## TEXT:
--------

Written by Norman Mangina
If you’ve been thinking about starting your own business, now might be a good time to start one. With the Tax Cuts and Jobs Act passed in December 2017, Congress made owning a business more appealing. The tax law change with the biggest impact for small business owners is the new qualified business income (QBI) deduction.
The QBI deduction gives many business owners a tax deduction of up to 20% of their business income. This means that a business owner with a profit of $100,000 now pays income tax on only $80,000 rather than $100,000. At a marginal tax rate of 22%, that’s a tax savings of $4,400. (There are numerous limitations that reduce the full amount of the deduction. Please talk to your tax advisor for specifics.)
Because of this new incentive, more people are considering starting a business. If you are one of these people, there are a few things you need to know before getting started.
There are other benefits to starting a business beyond the new QBI deduction.
As a business owner, you can deduct expenses that would normally be personal, non-deductible expenses if these expenses are business-related. Some examples of these are costs for cell phone service, internet service, travel, automobile, and insurance. As an individual, you generally cannot deduct these expenses on your tax return. However, if you are incurring these expenses in your business, then they are generally deductible saving you federal and state income taxes.

--------

## Segmentation mask data:

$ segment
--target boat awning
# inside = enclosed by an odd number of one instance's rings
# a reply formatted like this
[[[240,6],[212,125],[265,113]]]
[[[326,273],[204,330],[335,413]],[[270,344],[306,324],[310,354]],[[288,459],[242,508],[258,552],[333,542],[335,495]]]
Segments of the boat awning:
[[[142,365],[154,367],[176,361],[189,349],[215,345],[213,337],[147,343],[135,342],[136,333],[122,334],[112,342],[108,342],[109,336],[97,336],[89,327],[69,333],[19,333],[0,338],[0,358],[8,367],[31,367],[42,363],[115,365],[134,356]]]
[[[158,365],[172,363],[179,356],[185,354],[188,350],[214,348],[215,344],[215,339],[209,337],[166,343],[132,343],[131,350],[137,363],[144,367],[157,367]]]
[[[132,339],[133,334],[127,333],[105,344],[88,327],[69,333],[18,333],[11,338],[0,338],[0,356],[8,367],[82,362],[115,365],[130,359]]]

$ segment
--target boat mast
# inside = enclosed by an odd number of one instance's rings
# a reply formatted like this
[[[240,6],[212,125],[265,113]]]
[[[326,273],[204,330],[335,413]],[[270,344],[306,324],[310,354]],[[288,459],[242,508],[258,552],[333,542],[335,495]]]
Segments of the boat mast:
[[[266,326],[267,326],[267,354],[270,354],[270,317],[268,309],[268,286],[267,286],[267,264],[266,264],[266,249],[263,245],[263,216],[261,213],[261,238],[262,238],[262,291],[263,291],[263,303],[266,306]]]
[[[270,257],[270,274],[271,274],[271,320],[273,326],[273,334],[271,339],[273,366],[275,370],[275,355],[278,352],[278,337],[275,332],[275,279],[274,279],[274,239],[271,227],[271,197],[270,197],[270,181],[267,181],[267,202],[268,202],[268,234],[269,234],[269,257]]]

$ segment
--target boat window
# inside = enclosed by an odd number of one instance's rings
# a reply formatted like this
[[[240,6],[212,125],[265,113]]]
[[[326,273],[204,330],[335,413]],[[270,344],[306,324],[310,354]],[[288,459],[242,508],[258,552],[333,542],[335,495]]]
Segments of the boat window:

--------

## TO DO:
[A] According to the article on small business taxes, when was the Tax Cuts and Jobs Act passed?
[B] Quote the article on small business taxes from "Written by Norman" up to and including "advisor for specifics.)".

## EXPECTED OUTPUTS:
[A] December 2017

[B]
Written by Norman Mangina
If you’ve been thinking about starting your own business, now might be a good time to start one. With the Tax Cuts and Jobs Act passed in December 2017, Congress made owning a business more appealing. The tax law change with the biggest impact for small business owners is the new qualified business income (QBI) deduction.
The QBI deduction gives many business owners a tax deduction of up to 20% of their business income. This means that a business owner with a profit of $100,000 now pays income tax on only $80,000 rather than $100,000. At a marginal tax rate of 22%, that’s a tax savings of $4,400. (There are numerous limitations that reduce the full amount of the deduction. Please talk to your tax advisor for specifics.)